***** Text passage *****

The debate on the role of academics in a democracy has intensified in recent years with the rise of worrying trends in global politics. The election of Donald Trump in the US, for instance, has escalated racial tensions, worsened treatment of refugees, etc. The President himself has repeatedly expressed support for Neo-Nazi and white supremacy groups. The ruling parties in Poland, Hungary and Turkey have consolidated their power and continued imposing rules and espousing rhetoric that are inherently inimical to an inclusive democracy. The question is this: what should academics do when witnessing these events? Should we take an ‘activist’ role, effectively becoming academic-activists? Or should we remain neutral out of respect for objectivity? This post makes a case for the former proposition, advancing the case for academic-activists. But first, let me engage with the latter proposition – the neutral option – and show why the criticism from the ‘neutralists’ misses its target.

***** Stored rows *****

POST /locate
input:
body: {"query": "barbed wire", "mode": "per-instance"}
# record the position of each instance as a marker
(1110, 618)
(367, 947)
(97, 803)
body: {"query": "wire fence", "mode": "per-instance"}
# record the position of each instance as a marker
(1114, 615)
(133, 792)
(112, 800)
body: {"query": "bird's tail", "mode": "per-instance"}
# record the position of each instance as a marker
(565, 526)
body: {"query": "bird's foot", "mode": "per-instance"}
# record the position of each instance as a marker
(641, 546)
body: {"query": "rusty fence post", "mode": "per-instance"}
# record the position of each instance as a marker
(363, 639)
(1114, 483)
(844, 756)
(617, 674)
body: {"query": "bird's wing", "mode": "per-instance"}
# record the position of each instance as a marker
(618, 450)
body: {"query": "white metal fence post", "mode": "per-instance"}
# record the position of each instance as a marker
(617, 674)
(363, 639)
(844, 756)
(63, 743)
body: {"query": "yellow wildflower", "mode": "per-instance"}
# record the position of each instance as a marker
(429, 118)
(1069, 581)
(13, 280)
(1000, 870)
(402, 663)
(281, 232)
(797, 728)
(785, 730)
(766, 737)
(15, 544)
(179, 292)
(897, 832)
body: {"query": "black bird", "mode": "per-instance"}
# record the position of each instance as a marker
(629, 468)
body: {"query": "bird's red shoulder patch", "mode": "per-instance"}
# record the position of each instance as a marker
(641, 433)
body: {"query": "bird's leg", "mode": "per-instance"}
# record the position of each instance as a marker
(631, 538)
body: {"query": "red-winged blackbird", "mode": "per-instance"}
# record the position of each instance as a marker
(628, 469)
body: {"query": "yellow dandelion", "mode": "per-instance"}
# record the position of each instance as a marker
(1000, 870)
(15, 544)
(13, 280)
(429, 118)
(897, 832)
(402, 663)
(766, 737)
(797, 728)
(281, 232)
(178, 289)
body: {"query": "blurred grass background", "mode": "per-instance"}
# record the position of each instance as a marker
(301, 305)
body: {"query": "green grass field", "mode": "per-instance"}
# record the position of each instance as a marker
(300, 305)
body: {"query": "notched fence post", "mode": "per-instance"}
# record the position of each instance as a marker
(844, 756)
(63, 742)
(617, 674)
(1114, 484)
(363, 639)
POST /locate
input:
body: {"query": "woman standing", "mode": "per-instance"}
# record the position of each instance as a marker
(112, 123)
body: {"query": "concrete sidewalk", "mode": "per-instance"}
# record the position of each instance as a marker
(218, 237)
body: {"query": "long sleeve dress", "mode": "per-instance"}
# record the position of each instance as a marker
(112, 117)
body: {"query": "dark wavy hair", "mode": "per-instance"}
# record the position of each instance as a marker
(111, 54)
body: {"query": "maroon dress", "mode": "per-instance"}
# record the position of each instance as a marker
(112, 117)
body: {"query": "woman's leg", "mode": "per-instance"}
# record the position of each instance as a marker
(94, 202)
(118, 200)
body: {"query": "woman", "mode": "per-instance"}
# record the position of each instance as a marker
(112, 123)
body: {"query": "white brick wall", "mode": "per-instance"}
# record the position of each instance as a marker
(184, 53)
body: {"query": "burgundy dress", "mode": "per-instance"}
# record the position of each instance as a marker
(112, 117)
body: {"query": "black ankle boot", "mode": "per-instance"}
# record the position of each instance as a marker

*****

Request :: In the passage above about academics in a democracy, which countries' ruling parties are said to have consolidated their power?

Output for this exercise :: Poland, Hungary and Turkey.